Source extract START

In the industrial agricultural model, people are just as disposable as any other commodity. 

It’s up to you find your food source, nurture it, protect it from the corporations and their government new hires and share in the joy that a new food model can bring.

You will not find the Organic foods you really want at a grocery store because that process still treats the farmer as a supply side commodity.

You must make the effort to find the farmers at the farmer’s markets, through CSA programs (Community Supported Agriculture) and by word of mouth.  Organizing buying clubs and pick-up and delivery car pools will not only empower the farmer, but help you build relationship with people who share your food goals.

Local Food Growers Matter in Alabama

Local Food Growers in Alabama

Revised for publication 03/23/2013

We have always thought that the watermelons, tomatoes and other foods from local food growers in Alabama tasted better.  Perhaps it’s because our taste buds are seasoned that way.

Source extract END
Data listing START

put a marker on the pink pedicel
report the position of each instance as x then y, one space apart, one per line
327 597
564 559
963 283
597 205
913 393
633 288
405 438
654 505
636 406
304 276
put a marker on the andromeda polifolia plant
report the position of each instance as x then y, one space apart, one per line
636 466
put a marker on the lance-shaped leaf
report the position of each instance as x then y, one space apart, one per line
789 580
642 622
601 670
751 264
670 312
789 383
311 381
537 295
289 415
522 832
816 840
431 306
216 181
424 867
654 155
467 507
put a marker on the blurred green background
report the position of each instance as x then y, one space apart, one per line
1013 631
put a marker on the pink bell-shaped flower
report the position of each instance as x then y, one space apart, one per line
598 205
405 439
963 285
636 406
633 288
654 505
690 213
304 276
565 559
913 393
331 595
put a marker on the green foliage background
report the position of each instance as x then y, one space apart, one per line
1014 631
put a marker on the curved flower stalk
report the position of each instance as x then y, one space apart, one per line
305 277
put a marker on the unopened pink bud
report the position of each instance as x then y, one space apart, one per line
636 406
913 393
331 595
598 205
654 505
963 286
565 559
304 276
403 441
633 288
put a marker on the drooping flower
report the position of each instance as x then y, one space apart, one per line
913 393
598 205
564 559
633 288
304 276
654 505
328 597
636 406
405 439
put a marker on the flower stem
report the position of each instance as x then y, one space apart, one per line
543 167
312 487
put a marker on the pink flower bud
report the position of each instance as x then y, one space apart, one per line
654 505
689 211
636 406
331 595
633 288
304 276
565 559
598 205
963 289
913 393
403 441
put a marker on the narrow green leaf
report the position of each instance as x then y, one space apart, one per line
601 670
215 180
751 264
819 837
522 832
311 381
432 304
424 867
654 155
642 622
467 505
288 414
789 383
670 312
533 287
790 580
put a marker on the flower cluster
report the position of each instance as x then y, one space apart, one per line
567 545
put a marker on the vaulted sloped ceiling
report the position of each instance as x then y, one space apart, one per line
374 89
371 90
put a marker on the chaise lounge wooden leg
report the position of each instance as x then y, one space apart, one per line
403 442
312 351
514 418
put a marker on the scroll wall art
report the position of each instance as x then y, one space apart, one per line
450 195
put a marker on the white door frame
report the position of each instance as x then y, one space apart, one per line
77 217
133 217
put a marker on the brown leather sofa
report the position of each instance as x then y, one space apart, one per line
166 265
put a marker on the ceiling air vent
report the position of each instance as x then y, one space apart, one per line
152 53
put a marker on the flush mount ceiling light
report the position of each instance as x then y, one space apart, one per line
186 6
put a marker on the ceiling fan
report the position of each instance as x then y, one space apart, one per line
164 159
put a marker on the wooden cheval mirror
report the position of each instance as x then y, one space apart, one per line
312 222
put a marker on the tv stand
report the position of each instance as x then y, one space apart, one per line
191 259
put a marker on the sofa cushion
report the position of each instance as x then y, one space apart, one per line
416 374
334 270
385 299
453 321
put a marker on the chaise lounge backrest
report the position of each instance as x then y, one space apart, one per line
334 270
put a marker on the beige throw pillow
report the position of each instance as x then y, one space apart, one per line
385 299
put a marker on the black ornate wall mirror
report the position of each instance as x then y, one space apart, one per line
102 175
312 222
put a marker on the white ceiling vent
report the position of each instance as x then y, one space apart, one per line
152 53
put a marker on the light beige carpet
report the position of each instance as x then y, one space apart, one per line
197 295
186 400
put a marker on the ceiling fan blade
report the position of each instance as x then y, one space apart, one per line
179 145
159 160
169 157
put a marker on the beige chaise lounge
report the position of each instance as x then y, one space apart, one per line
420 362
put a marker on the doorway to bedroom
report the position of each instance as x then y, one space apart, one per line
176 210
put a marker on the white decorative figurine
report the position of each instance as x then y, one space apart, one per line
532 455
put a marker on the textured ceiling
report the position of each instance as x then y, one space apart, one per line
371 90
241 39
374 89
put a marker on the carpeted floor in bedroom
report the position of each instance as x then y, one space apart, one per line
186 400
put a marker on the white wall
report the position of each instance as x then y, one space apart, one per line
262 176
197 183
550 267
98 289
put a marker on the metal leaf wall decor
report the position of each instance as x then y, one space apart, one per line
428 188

Data listing END

__Tasks__
• 1. Answer these about the local food text:
(a) Why does it say the Organic foods you really want are not found at a grocery store?
(b) What revision date for publication does it give?
(c) Which foods from local food growers in Alabama does it name as tasting better?
• 2. Echo the local food text word for word, from "You will not" up to and including "seasoned that way.".
• 3. List every channel the local food text names for finding farmers.

__Task results__
• 1.
(a) That process still treats the farmer as a supply side commodity.
(b) 03/23/2013
(c) Watermelons and tomatoes.

• 2.
You will not find the Organic foods you really want at a grocery store because that process still treats the farmer as a supply side commodity.

You must make the effort to find the farmers at the farmer’s markets, through CSA programs (Community Supported Agriculture) and by word of mouth.  Organizing buying clubs and pick-up and delivery car pools will not only empower the farmer, but help you build relationship with people who share your food goals.

Local Food Growers Matter in Alabama

Local Food Growers in Alabama

Revised for publication 03/23/2013

We have always thought that the watermelons, tomatoes and other foods from local food growers in Alabama tasted better.  Perhaps it’s because our taste buds are seasoned that way.

• 3.
- farmer's markets
- CSA programs (Community Supported Agriculture)
- word of mouth